(INFORMATION SUPPLIED begins)
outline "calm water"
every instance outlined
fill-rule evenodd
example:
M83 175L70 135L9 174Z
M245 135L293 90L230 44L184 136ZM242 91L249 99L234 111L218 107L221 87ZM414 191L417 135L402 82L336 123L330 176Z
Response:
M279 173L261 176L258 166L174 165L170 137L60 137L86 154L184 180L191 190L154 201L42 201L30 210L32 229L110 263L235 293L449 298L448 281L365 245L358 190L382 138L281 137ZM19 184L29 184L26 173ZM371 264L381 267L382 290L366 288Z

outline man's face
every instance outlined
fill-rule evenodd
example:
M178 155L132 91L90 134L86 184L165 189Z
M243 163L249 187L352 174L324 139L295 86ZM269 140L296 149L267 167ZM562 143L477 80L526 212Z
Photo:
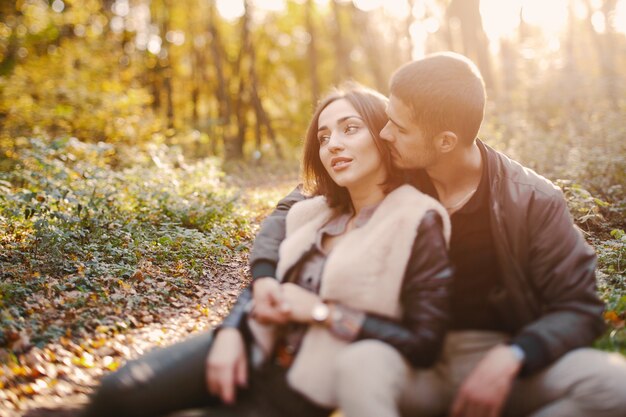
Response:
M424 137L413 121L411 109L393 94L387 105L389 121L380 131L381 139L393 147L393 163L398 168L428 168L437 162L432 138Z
(INFORMATION SUPPLIED ends)
(INFORMATION SUPPLIED begins)
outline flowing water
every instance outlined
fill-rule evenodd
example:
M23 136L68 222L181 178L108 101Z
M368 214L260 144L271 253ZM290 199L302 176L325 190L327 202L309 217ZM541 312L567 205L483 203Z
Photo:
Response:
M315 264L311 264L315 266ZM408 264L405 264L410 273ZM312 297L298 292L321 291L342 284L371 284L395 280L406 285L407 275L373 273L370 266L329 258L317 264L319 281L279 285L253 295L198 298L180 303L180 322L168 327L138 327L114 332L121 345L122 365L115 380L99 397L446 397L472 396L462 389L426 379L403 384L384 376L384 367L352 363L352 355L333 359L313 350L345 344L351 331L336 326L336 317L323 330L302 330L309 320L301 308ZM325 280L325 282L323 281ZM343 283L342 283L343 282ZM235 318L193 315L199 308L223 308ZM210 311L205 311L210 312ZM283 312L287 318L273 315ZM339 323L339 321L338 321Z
(INFORMATION SUPPLIED ends)
(INFORMATION SUPPLIED begins)
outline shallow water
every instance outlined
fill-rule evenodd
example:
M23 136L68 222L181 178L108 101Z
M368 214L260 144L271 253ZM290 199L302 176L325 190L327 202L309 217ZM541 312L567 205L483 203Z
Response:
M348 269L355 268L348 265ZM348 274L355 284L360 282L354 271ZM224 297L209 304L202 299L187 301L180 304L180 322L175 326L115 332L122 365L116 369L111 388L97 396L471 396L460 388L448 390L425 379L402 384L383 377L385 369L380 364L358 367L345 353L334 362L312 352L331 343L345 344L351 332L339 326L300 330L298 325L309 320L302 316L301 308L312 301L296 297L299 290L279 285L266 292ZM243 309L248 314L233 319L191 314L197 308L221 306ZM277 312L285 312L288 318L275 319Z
(INFORMATION SUPPLIED ends)
PROBLEM:
Copy the lines above that hold the word "water".

RESULT:
outline "calm water"
outline flowing water
outline shallow water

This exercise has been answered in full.